══ Provided text

@thomasfuchs from the studies that I've been seeing roll out the last little while, it seems more that they're better at enabling Dunning-Kruger effects than anything.
@thomasfuchs One thing I think about is separating the "knowledge" we expect from an LLM from the "language processing". I think the former will do as you say, but the latter can improve. So, things like the ability to translate from one language to another, or from speech to text, will get better.
@thomasfuchs We all agree "garbage in, garbage out" here. I also agree there probably is a turning point in 2023 where the inputs can't be assumed to be human generated. I've been assuming the primary symptom will be content-based.
@thomasfuchs How do we know this? What starts the garbage out feedback loop if we have an evaluation system that works? Do we have an evaluation system that works? Do we have an eval system. What is ML eval.
@thomasfuchs The architects of these systems no doubt know this about them. I'm curious if there's not an ulterior motive behind the big push to install the LLMs everywhere.
Is this effectively a second phase of training? We taught it how we write with the initial canon and now we're teaching it to parse natural language engrams through user interaction with that canon.
It won't get better at generating accurate outputs but it might get better at understanding the prompts.
@thomasfuchs@lisamelton Citation needed. The differences between GPT generations have been qualitative so far. More blocks and larger context windows mean more abstract features and more state. Don’t know how you conclude that won’t improve quality. The “tech bro” conceit is “scaling is _all_ you need,” following “The Bitter Lesson” argument: meta-methods that can find and capture complexity > methods inserted manually. Don’t know any studies that strongly refute this.

════
══ Records

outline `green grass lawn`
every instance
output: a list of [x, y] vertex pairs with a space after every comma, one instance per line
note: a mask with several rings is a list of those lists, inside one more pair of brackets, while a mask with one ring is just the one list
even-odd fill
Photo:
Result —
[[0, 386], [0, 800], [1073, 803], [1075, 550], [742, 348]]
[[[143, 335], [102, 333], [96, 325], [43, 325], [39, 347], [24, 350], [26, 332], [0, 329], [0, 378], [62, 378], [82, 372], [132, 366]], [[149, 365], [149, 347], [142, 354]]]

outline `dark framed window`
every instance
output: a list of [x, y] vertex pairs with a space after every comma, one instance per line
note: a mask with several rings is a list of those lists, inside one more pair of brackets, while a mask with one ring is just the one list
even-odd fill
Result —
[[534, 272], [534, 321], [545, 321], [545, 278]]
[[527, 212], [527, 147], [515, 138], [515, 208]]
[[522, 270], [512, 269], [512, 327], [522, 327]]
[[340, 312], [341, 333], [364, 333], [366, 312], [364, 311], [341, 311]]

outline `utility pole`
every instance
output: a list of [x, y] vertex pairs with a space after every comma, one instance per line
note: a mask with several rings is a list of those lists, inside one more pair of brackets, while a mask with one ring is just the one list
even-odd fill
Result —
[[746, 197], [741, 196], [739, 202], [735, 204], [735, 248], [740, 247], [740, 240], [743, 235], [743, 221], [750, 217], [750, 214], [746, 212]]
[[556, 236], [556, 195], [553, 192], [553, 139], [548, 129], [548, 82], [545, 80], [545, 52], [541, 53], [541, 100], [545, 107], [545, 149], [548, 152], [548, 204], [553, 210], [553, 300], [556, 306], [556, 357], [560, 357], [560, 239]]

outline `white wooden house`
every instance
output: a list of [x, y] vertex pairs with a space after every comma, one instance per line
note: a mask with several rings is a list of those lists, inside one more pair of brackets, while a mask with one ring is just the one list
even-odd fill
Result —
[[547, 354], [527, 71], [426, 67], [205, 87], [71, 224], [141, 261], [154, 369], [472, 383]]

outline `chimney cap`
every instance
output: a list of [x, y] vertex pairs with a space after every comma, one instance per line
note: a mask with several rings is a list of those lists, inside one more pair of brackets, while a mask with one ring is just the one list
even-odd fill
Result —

════

Task to complete:
Retype everything in the LLM thread from "Is this effectively" down to "understanding the prompts.".

Result of this task:
Is this effectively a second phase of training? We taught it how we write with the initial canon and now we're teaching it to parse natural language engrams through user interaction with that canon.
It won't get better at generating accurate outputs but it might get better at understanding the prompts.